== EXCERPTED PASSAGE ==
.....

After my final year, I practised in Calcutta High Court for two months but soon realised that it was impossible to juggle law and food blogging. I eventually opted for my passion — of being a food blogger and an influencer.
You started off with creating content on food but now travel is also a part of it. What are you aiming to do?
Soham: I have always been keen on curating content related to travel and food. Travelling was rather costly when I started out and that’s why I began creating content in the area of food. But for the last one and a half years, I have been focusing more on food-inspired travel to guide people on the kind of local delicacies they could consume while travelling within a specific region. We were recently in Gujarat thanks to a collaboration with the Ministry of Tourism under the Government of Gujarat. We went on a trip for seven days and covered the Rann Utsav.
You have over 101K followers on Instagram. What do you think is the best way to retain such a following?
Soham: I created my Instagram profile in 2013 but became proactive only around 2015. It usually takes around a couple of years to understand what the audience wants. My target audience is basically those who are in their 20s to 50s.
First, you have to understand what your audience demands. You might be getting direct messages (DMs) from them in terms of what they want to see. Second, you also need to keep tabs on what content is actually reaching out to people through the number of shares, saves and likes. Third, you have to be very consistent with the type of content you are generating. Finally, you have to understand the algorithm of Instagram.
What kind of camera do you use to create content?
Soham: Initially, I had a simple phone camera to click pictures. After a while, I bought a Canon camera and used it for two to three years. However, I have again come back to the phone camera as it’s easy to handle and control.
There was another reason behind this shift. The type of content that could be generated from the camera was much better than the clicks on my phone camera. But those pictures were making my profile look like a photography profile, which I was not very keen on. I feel the phone can be the main weapon with which somebody can start off as a content creator in the field of food.
You have to understand what your audience demands and also need to keep tabs on what content is actually reaching out to people through the number of shares, saves and likes.- Soham Sinha
Your videos often give us a glimpse of the activities going on inside kitchens. How does that help you engage with your audience?
Soham: This has to do something with the crowd. People love to know what’s going on inside heritage restaurants and cafes in Kolkata. I had to get permission from restaurant authorities to enter their kitchens and capture the entire process. Capturing how a product is being manufactured generates interest in a lot of audiences who might be keen on knowing the recipe.

.....

== PARTS OF THE EXERCISE ==
• A. Retype the part of the food blogger interview starting with "Soham: I created" and going on through "to create content?", word for word.
• B. Write what comes next in the food blogger interview, picking up after its last sentence.

== EXTRACTED DATA ==
.....

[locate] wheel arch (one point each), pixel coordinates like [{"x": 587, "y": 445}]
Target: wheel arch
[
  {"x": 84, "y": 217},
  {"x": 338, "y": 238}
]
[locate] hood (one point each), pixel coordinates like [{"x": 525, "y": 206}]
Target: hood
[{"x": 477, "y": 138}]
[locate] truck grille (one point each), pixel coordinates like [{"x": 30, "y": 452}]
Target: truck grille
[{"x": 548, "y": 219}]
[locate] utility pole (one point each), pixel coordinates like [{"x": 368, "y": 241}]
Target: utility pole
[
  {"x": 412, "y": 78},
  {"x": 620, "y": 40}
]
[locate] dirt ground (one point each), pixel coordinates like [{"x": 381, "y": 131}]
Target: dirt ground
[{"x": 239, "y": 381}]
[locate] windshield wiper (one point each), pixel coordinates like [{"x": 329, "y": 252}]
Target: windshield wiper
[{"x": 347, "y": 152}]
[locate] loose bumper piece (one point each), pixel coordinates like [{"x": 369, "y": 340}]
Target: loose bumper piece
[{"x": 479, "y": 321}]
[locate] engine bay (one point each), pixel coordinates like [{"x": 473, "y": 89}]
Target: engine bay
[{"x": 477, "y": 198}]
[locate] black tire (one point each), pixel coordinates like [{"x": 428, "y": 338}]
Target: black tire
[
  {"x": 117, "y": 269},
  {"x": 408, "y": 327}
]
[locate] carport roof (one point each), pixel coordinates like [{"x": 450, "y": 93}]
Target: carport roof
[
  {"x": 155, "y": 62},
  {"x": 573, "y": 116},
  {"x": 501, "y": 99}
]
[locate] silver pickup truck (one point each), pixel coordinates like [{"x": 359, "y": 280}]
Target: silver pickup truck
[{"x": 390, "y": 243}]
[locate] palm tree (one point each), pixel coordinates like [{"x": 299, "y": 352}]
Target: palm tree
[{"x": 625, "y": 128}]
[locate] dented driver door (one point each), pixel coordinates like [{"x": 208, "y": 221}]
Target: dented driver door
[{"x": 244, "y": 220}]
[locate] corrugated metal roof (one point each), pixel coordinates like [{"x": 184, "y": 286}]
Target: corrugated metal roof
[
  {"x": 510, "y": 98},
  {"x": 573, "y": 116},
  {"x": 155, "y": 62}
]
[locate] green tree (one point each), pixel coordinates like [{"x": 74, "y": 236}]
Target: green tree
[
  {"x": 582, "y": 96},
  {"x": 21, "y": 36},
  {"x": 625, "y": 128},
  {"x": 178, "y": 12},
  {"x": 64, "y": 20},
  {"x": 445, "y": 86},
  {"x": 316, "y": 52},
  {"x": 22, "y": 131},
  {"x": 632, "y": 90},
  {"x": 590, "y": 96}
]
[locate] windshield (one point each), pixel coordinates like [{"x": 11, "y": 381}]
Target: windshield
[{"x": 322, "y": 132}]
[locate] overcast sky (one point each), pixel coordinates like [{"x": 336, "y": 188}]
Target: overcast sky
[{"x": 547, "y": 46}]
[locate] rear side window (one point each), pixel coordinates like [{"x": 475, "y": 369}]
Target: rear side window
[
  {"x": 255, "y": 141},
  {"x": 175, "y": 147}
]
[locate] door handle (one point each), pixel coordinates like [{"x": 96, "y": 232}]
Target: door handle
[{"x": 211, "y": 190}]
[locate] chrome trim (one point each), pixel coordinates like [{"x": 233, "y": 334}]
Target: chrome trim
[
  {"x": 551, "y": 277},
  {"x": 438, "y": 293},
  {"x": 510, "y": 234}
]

.....

== WRITTEN RESPONSES ==
• A.
Soham: I created my Instagram profile in 2013 but became proactive only around 2015. It usually takes around a couple of years to understand what the audience wants. My target audience is basically those who are in their 20s to 50s.
First, you have to understand what your audience demands. You might be getting direct messages (DMs) from them in terms of what they want to see. Second, you also need to keep tabs on what content is actually reaching out to people through the number of shares, saves and likes. Third, you have to be very consistent with the type of content you are generating. Finally, you have to understand the algorithm of Instagram.
What kind of camera do you use to create content?

• B.
Are there specific points that you keep in mind when taking food pictures?
Soham: We have editors who take care of the post-production process. Sometimes videos are shot for almost 15 minutes and we have to trim them down. Every dish has its own angle and my aim is to capture that. For instance, if it’s a plate of biryani, it has to be a side shot. If you are clicking a chicken steak with sauté vegetables and mashed potato, it has to be a top shot.
Do you research a place before you visit it? Can you take us through how you shoot the videos?
Soham: If it’s a new restaurant, then we don’t have any idea about the place and the kind of food it serves — we need to improvise and create content on the spot. But if it’s an old restaurant or cafe, we know something about it.
However, I feel a place has nothing to do with its history because everything changes over time. Creating content is not really pre-decided because we do not know the crowd and the situation when we visit an eatery.
What kind of editing style and software work best for food blogging?
Soham: For Kolkatadelites — my personal page — all the content for the past one and a half years has been clicked on the phone. I use an iPhone 11 and do the editing on the phone itself. For photo editing, I recommend three apps: the normal phone editor, Snapseed and Adobe Lightroom.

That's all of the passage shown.